Copy out each line in the rows below that contains the word "white". Case counts.

----------

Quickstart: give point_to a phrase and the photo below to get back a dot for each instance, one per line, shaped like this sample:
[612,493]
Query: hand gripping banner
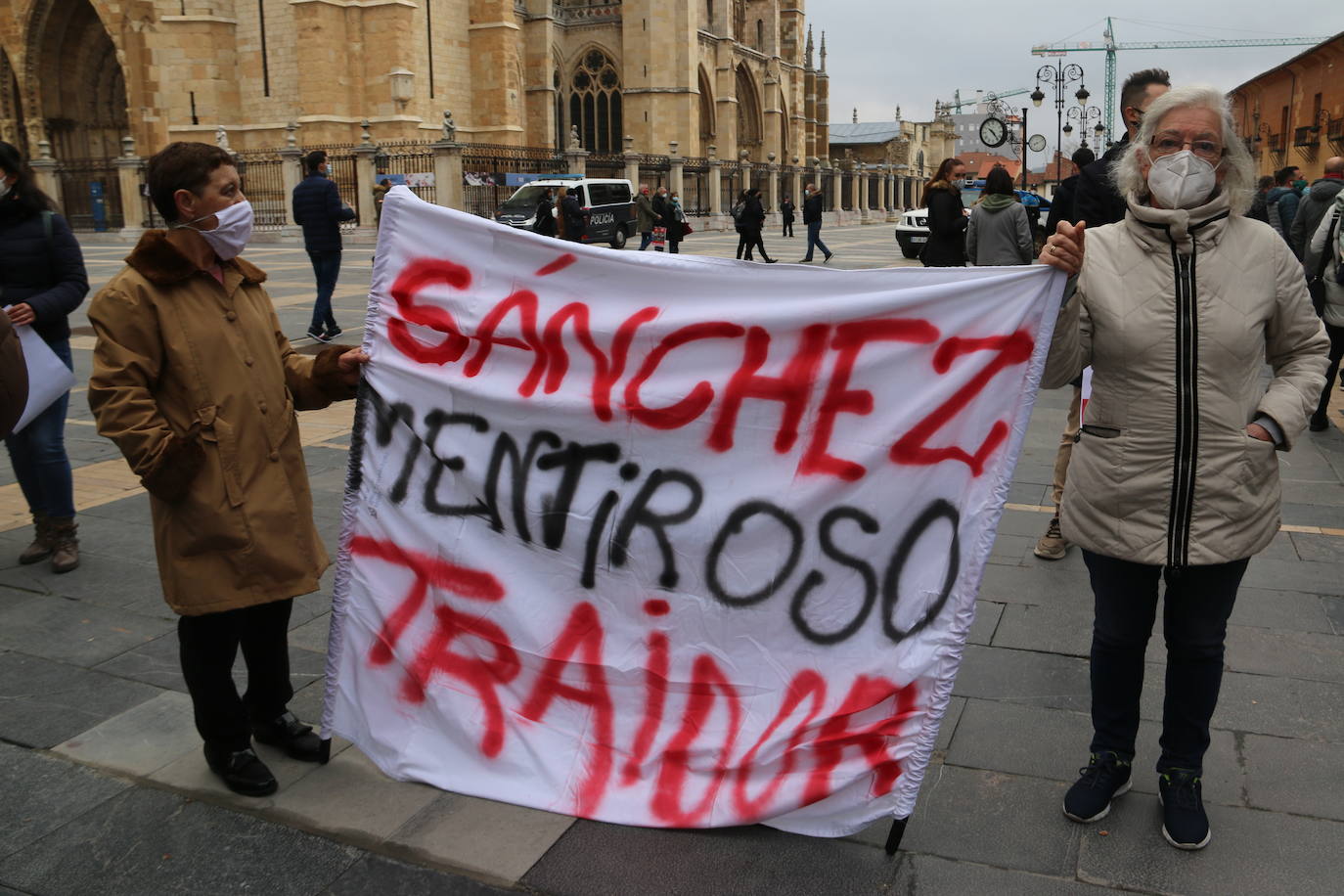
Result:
[669,540]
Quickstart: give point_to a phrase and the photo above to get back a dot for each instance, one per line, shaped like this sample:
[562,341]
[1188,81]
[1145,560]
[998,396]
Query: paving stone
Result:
[1294,654]
[1021,676]
[1052,743]
[40,794]
[987,619]
[74,632]
[354,799]
[388,877]
[43,701]
[140,740]
[1297,777]
[611,860]
[1250,852]
[484,837]
[988,817]
[148,841]
[933,876]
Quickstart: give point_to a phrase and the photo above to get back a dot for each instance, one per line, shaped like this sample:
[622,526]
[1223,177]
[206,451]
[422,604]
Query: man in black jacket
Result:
[319,211]
[812,220]
[1096,199]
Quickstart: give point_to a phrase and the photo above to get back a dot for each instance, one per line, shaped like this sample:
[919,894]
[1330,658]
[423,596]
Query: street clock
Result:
[994,132]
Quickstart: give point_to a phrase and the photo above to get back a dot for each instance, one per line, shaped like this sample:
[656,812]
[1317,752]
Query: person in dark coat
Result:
[545,220]
[319,211]
[753,222]
[786,209]
[948,219]
[1062,203]
[1096,199]
[43,281]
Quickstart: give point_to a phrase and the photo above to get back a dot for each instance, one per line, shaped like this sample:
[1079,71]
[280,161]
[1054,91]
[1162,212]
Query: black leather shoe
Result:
[290,734]
[243,771]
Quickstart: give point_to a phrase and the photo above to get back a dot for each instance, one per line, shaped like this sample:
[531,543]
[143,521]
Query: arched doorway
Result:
[77,89]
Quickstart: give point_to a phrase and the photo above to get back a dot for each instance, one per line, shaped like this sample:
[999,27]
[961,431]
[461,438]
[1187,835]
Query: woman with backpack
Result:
[42,281]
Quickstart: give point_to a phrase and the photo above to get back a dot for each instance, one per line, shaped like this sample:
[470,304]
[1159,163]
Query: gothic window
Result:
[596,103]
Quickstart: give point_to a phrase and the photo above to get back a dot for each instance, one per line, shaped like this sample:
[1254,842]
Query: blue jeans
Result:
[815,240]
[326,267]
[38,454]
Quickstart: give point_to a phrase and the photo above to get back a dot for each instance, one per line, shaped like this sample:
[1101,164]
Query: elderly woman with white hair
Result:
[1175,477]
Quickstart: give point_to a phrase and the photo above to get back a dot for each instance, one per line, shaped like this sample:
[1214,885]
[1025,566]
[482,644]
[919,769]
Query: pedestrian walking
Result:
[646,216]
[751,226]
[812,211]
[999,231]
[1097,202]
[545,218]
[573,222]
[43,281]
[948,218]
[319,211]
[1326,287]
[1175,477]
[198,387]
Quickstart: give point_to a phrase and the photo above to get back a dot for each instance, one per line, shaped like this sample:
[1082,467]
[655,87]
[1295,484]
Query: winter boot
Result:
[65,546]
[40,547]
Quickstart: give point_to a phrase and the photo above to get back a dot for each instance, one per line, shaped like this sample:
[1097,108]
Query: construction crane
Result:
[1109,46]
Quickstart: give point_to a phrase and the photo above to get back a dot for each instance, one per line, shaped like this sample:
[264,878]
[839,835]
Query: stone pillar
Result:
[365,186]
[676,173]
[45,173]
[448,175]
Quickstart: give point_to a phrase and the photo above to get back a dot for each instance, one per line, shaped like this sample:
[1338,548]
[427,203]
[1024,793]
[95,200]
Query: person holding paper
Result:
[42,280]
[1175,477]
[198,387]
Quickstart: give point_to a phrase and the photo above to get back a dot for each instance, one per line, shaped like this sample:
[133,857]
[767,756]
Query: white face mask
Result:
[233,231]
[1182,180]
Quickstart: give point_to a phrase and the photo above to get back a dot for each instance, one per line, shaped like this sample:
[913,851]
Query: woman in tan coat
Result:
[198,387]
[1175,475]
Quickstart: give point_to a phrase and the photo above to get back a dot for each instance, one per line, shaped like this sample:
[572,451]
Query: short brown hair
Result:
[182,165]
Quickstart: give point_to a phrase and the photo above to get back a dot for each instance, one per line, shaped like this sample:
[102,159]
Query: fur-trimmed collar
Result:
[160,262]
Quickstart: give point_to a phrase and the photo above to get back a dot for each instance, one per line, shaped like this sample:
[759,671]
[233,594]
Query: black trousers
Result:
[208,645]
[1195,610]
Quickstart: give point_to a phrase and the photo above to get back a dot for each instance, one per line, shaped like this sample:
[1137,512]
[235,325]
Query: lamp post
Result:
[1058,76]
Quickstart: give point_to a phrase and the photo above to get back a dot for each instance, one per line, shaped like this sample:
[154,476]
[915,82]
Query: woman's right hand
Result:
[1064,247]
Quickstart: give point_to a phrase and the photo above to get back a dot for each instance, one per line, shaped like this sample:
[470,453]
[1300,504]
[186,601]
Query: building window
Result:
[596,103]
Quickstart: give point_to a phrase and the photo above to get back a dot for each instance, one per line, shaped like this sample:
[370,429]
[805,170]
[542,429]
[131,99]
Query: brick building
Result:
[739,74]
[1293,114]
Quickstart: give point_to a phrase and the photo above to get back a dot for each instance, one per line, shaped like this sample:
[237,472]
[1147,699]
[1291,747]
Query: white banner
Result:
[669,540]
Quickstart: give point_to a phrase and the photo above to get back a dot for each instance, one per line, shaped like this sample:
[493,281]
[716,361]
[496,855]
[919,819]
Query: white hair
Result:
[1238,168]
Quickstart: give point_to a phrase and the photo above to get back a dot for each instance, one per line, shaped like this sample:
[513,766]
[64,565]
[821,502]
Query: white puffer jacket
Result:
[1178,310]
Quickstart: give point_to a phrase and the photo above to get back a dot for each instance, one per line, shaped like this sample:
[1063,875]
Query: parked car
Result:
[607,202]
[913,227]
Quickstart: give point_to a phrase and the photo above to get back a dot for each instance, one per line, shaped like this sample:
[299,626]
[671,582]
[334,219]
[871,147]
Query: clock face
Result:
[994,132]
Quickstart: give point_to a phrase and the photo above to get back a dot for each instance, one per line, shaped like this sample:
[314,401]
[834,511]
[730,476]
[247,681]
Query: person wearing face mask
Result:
[42,281]
[195,383]
[948,219]
[1175,477]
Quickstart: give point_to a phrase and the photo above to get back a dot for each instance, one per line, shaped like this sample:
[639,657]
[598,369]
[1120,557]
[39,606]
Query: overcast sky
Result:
[877,60]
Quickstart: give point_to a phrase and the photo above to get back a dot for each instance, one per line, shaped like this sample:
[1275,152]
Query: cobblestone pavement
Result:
[104,790]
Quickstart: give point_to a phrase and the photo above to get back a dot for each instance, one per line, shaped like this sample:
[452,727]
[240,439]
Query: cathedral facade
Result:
[742,75]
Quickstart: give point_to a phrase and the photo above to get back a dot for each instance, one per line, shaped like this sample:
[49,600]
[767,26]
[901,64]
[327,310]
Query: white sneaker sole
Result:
[1124,788]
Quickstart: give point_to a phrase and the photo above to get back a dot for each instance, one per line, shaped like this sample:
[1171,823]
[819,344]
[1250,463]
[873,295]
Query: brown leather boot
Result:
[65,546]
[40,547]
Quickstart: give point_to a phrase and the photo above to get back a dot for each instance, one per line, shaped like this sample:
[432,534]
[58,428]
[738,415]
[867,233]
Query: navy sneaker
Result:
[1185,823]
[1105,778]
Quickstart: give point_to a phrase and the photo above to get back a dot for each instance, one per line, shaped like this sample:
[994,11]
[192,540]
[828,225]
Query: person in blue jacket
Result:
[319,211]
[42,280]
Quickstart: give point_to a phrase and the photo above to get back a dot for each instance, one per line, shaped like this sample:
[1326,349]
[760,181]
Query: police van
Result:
[607,203]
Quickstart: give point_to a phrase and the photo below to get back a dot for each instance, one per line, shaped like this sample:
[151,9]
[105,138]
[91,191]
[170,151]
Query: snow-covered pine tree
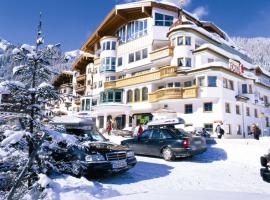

----------

WRITTEN ANSWER:
Query: elderly woman with white hair
Query: white face mask
Query: white banner
Query: white hair
Query: white puffer jacket
Query: white sneaker sole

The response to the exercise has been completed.